> _RAW RECORDS_

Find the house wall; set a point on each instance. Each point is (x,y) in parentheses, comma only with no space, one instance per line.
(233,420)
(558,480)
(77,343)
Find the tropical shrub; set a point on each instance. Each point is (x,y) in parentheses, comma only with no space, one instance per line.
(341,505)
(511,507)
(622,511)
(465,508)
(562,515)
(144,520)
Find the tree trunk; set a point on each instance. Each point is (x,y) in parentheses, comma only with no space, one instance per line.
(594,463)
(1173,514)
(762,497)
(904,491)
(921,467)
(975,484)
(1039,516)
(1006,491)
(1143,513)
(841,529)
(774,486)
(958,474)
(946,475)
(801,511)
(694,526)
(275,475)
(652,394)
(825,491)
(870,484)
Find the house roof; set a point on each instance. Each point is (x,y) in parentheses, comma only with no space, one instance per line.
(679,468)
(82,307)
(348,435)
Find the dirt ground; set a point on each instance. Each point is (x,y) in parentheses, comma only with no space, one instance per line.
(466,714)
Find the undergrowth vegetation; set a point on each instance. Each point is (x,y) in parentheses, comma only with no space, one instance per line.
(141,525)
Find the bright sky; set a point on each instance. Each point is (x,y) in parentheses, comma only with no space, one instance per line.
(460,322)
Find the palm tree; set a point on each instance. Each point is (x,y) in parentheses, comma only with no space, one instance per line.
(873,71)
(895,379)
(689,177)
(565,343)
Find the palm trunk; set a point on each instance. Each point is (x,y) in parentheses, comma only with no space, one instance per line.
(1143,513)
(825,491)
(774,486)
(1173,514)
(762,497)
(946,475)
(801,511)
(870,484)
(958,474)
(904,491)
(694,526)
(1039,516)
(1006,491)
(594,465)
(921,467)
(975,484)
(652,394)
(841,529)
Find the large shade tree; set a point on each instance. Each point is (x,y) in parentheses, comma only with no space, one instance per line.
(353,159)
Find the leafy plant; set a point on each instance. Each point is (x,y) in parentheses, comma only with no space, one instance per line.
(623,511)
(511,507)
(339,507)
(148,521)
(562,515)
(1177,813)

> _TASK BRIEF_
Copy out everything above, from the row containing "Find the dirt" down to the end of the rows, with no change.

> _EXERCISE ANSWER_
Find the dirt ground; set a point on each instance. Each point is (x,y) in parentheses, comma only with no space, one instance per line.
(466,714)
Find the undergrowth vegetation; set a point on each instance. Each point is (x,y) in parentheses, comma only with no space, one instance per line.
(141,525)
Find the bright sky; set a point on each instance. Each point is (x,y) in parentheses, comma only with no space, one instance per line.
(460,322)
Find the palm tree; set a point on each instance. Each point is (x,y) in parentheses, comma only with no space, one instance per line.
(873,71)
(895,379)
(689,177)
(565,343)
Find the palm trunk; set a point on each instance. Each point is (x,y) in parentheses, comma only with no space, one instance per line.
(1143,513)
(825,491)
(774,486)
(1173,514)
(762,497)
(946,475)
(801,511)
(870,484)
(958,474)
(904,491)
(694,526)
(1039,516)
(1006,491)
(594,465)
(921,467)
(975,484)
(652,394)
(841,529)
Find the large shade tree; set a point on each instance. Each point is (x,y) in parentheses, comma only with no space, one instance per line.
(353,159)
Find the leafy plant; set a point on each instance. Each point is (x,y) in parentheses, comma only with no space, one instance per line.
(623,511)
(511,507)
(339,507)
(148,521)
(562,515)
(1177,813)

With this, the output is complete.